Continue the list of Hive known issues in Cloudera Runtime 7.3.2, picking up after its final sentence.

++++ Document text

Known issues and technical limitations for Hive are addressed in Cloudera Runtime 7.3.2, its service packs, and cumulative hotfixes.
Known issues identified in Cloudera Runtime 7.3.2
- CDPD-73781: High operational costs from automatic partition discovery on cloud storage
- 7.3.1 and its SPs and CHFs, 7.2.18 and its SPs
- In cloud environments, the Partition Management Task (PMT) could significantly increase operational costs and performance overhead for large tables with many partitions.
- To address this issue, you can perform the following:
- Increase the value of the metastore.partition.management.task.frequency property to 86400 seconds.
- Disable partition discovery manually for specific tables incurring high costs by using the discover.partitions table property.
- CDPD-93090: Failure when inserting data into partitions located on a different filesystem than the table
- 7.3.2
- Inserting data into a table partition results in a
MoveTask execution error if the partition is stored in a different filesystem than the parent table. For example, if you create an external table in S3 but add a partition with an HDFS location, the INSERT operation fails with a Wrong FS error. Although the data is physically inserted into the correct location, the query returns a non-zero exit code and displays an error message.
- None
- CDPD-92560: Partition insertion errors across multiple buckets in RAZ enabled clusters
- 7.3.2
- Inserting data into a table partition results in a
MoveTask execution error when the partition is located in a different S3 bucket than the base table. In Ranger Access Control (RAZ) enabled Private Cloud clusters, the INSERT operation fails with a Wrong FS error, even though the data is physically written to the specified partition location.
- None
- CDPD-74192: Hive SSL certificate error during large record copies
- 7.3.1 and its SPs and CHFs, 7.2.18.300,
7.2.18.400
- When you copy a large number of records (approximately 1 million or more) using Hive, the operation might fail with a
javax.net.ssl.SSLException: org.bouncycastle.tls.TlsFatalAlert: certificate_unknown(46)
error. This issue occurs during the job commit phase when Hive attempts to execute HTTP requests to S3 for file operations such as copyFile.

++++++++
++++ Data

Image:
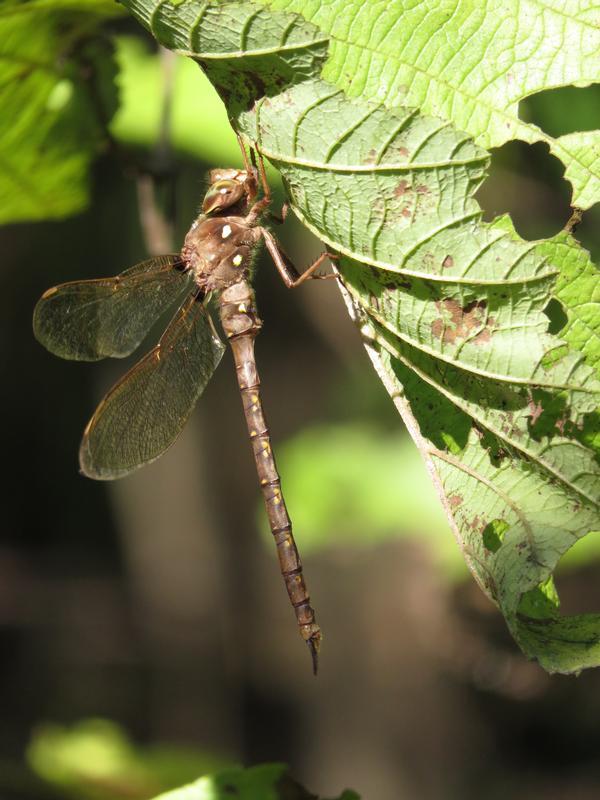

++++++++

> Task response:
- None
- CDPD-68096: Unable to set S3 credentials at the session level in Hive
- 7.3.2
- Accessing S3 buckets from Hive on on premises results in a MetaException or
AccessDeniedException when you attempt to create external tables by
using session-level credentials. While Spark and other Hadoop jobs allow you to define
fs.s3a.access.key and fs.s3a.secret.key at
the session level, Hive Metastore (HMS) does not honor these session-specific parameters
during path validation.
- To access S3 buckets, you must configure the S3 credentials at the global level in the Hive or Hadoop cluster configuration (such as core-site.xml) or use a supported credential provider like the Hadoop Credential Shell to store keys securely. Setting these parameters at the session level is currently not supported for Hive table creation.
HIVE-16913
Known issues identified before Cloudera Runtime 7.3.2
- DWX-22436: DL upgrade recovery fails due to Metastore schema
incompatibility
- 7.3.1.600
- When attempting a Data Lake (DL) upgrade recovery from
version 7.2.18.1100 to Cloudera Runtime 7.3.1.500, the process fails
because the Hive Metastore schema versions are incompatible. The error indicates a
mismatch between the Hive version (3.1.3000.7.3.1.500-182) and the database schema
version (3.1.3000.7.2.18.0-Update2). This blocks Data Lake recovery if an upgrade fails,
impacting customers.
- Before you initiate the recovery process, manually update
the Hive Metastore schema to match the target version by using the
schematool utility.
- Obtain the Hive database password: Run the following command to retrieve the
password from the pillar configuration:
cat /srv/pillar/postgresql/postgre.sls
- Back up the existing configuration: Move the current configuration directory to a
backup location:
mv /etc/hive/conf /etc/hive/conf_backup
mkdir /etc/hive/conf
- Prepare the temporary configuration: Copy the process files to the new
configuration directory:
scp /var/run/cloudera-scm-agent/process/<process-id>-hive-metastore-create-tables/* /etc/hive/conf/
- Update the connection password: Open the
/etc/hive/conf/hive-site.xml file and perform the following
modifications:
- Set the javax.jdo.option.ConnectionPassword property to
your Hive database password.
- Comment out the hadoop.security.credential.provider.path
property.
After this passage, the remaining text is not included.